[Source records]

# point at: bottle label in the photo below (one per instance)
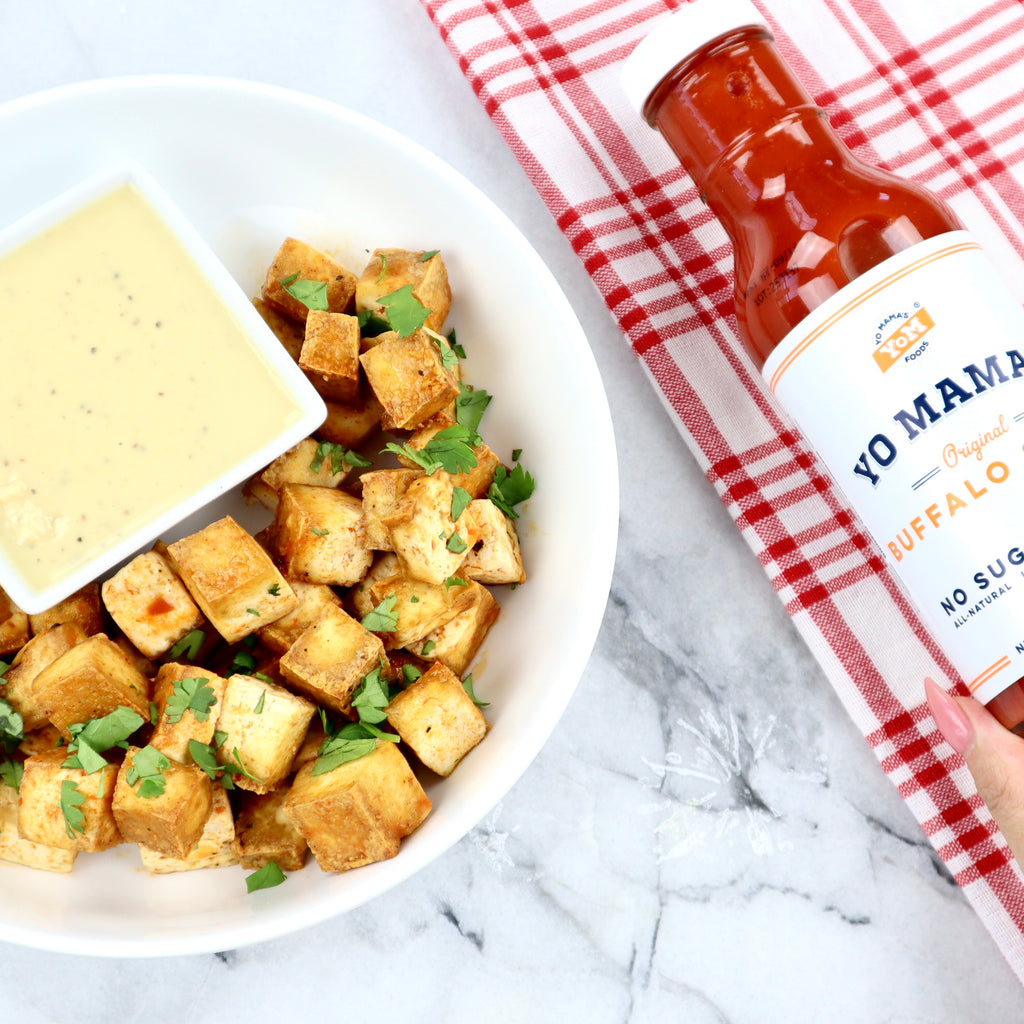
(909, 384)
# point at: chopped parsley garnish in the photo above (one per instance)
(404, 311)
(469, 407)
(146, 772)
(311, 294)
(382, 619)
(72, 800)
(193, 694)
(188, 645)
(266, 877)
(467, 685)
(460, 499)
(510, 488)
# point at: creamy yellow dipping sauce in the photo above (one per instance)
(127, 385)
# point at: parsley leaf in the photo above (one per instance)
(382, 619)
(146, 772)
(467, 685)
(72, 800)
(371, 698)
(403, 310)
(460, 499)
(510, 488)
(188, 645)
(193, 694)
(351, 741)
(469, 407)
(266, 877)
(311, 294)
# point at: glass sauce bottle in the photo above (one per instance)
(808, 221)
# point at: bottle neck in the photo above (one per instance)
(735, 116)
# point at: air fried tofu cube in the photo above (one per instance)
(13, 626)
(16, 850)
(409, 379)
(321, 536)
(263, 724)
(437, 719)
(390, 269)
(358, 812)
(40, 817)
(187, 701)
(313, 597)
(214, 848)
(329, 660)
(90, 680)
(84, 607)
(420, 607)
(148, 601)
(170, 821)
(381, 491)
(429, 545)
(350, 424)
(295, 466)
(495, 557)
(306, 263)
(263, 833)
(456, 642)
(231, 579)
(40, 651)
(330, 354)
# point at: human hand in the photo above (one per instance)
(993, 755)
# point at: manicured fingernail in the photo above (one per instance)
(949, 717)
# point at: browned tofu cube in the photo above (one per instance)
(313, 597)
(231, 579)
(302, 262)
(330, 354)
(302, 464)
(89, 680)
(187, 701)
(437, 719)
(263, 833)
(13, 626)
(381, 491)
(263, 726)
(352, 423)
(290, 332)
(214, 848)
(429, 545)
(321, 536)
(358, 812)
(475, 480)
(456, 642)
(390, 269)
(495, 556)
(89, 823)
(329, 660)
(16, 850)
(409, 379)
(40, 651)
(420, 607)
(151, 604)
(359, 599)
(84, 608)
(171, 820)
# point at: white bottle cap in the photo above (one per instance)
(680, 34)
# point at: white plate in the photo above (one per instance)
(249, 164)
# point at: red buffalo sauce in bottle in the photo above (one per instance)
(857, 295)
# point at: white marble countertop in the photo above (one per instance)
(706, 838)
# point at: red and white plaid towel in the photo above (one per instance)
(930, 90)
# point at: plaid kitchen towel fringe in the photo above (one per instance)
(932, 91)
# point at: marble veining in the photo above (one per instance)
(706, 839)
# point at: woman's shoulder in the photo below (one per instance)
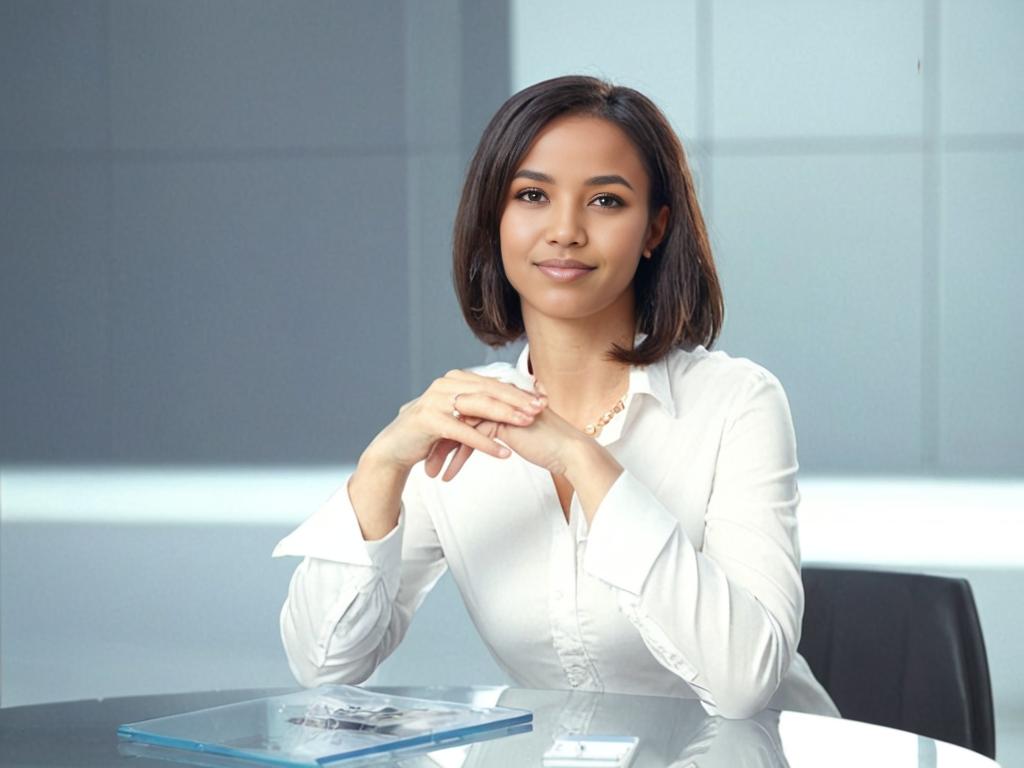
(695, 371)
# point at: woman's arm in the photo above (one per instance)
(725, 616)
(371, 553)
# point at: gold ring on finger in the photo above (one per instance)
(455, 406)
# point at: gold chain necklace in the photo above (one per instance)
(595, 429)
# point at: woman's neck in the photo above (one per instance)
(569, 358)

## Given problem
Copy the material from the line containing "# point at: gold ring" through the end of the material, keeping each request line and adding 140 to every number in the coordinate pairs.

## Response below
# point at: gold ring on finger in the photo above (one per instance)
(595, 546)
# point at: gold chain necklace in the photo above (one per instance)
(735, 569)
# point at: woman's neck in the photo above (one per instance)
(709, 498)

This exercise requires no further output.